**RECORDS SUPPLIED**
_ _ _ _ _ _ _

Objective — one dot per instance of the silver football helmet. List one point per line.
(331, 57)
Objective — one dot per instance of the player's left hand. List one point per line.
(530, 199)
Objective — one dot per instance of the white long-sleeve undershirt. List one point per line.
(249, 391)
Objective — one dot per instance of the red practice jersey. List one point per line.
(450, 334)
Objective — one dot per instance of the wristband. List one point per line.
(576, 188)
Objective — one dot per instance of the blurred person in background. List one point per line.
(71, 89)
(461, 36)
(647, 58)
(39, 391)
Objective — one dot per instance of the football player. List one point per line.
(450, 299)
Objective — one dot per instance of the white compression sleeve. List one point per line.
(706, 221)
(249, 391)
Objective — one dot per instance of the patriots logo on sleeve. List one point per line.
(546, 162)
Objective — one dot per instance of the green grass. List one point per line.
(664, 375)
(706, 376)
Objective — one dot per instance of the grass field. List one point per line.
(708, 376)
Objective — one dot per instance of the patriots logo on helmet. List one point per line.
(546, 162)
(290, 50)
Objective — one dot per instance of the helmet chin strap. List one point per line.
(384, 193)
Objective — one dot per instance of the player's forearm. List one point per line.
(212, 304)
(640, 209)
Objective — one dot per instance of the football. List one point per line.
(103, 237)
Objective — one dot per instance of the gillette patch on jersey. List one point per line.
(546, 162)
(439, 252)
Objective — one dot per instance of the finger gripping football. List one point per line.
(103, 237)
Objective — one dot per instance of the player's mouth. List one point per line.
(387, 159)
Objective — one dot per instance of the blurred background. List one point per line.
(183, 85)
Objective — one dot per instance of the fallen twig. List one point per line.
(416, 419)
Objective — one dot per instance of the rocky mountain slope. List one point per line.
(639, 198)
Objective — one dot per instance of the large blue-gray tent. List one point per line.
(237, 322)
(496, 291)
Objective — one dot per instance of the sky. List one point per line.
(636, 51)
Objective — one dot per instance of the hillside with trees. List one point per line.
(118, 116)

_ _ _ _ _ _ _

**REQUIRED WORK**
Rewrite all of the data above, swapping "Objective" for "Goal" and leaving everything else unchanged.

**EXERCISE ANSWER**
Goal — one dot per instance of the silver football helmet. List one point per line.
(331, 57)
Goal — one dot per instance of the player's left hand. List one point per line.
(530, 199)
Goal — one dot per instance of the white long-sleeve undershirt. List one point per line.
(249, 391)
Goal — one dot per instance of the red practice jersey. List one point per line.
(450, 334)
Goal — one dot per instance of the wristband. List one point per line.
(576, 188)
Goal — one dot per instance of the blurred person in background. List one point per line.
(71, 89)
(461, 36)
(647, 58)
(39, 391)
Goal — one dot per instance of the football player. List one point per line.
(450, 299)
Goal — one dot per instance of the white compression sleeve. List one point per line.
(706, 221)
(249, 391)
Goal — one dot per instance of the patriots logo on sleeve. List one point per line.
(546, 162)
Goal — one dot per instance of the green grass. List one point per line.
(664, 375)
(706, 376)
Goal — one dot per instance of the grass field. List one point per line.
(708, 376)
Goal — one dot per instance of the patriots logo on helmet. List one point per line.
(546, 162)
(290, 50)
Goal — one dot per instance of the helmet chin strap. List one point per line.
(384, 193)
Goal — one dot per instance of the player's forearm. List one point per line.
(212, 304)
(640, 209)
Goal — one dot per instance of the football. List one point per line.
(103, 237)
Goal — one dot per instance of the gillette patch on jersey. List one point per line.
(546, 162)
(439, 252)
Goal — one dot per instance of the finger gripping football. List one point per line.
(103, 237)
Goal — one dot per instance of the player's mouth. List one point per line.
(387, 159)
Goal — one dot per instance of the blurred background. List one point per line.
(183, 85)
Goal — one dot per instance of the fallen twig. List one point per line.
(416, 419)
Goal — one dot per instance of the rocky mountain slope. List one point per line.
(639, 198)
Goal — one dot per instance of the large blue-gray tent. List one point per line.
(237, 322)
(496, 291)
Goal — one dot per instance of the sky. List one point per line.
(636, 51)
Goal — one dot per instance of the hillside with trees. List one point per line.
(118, 116)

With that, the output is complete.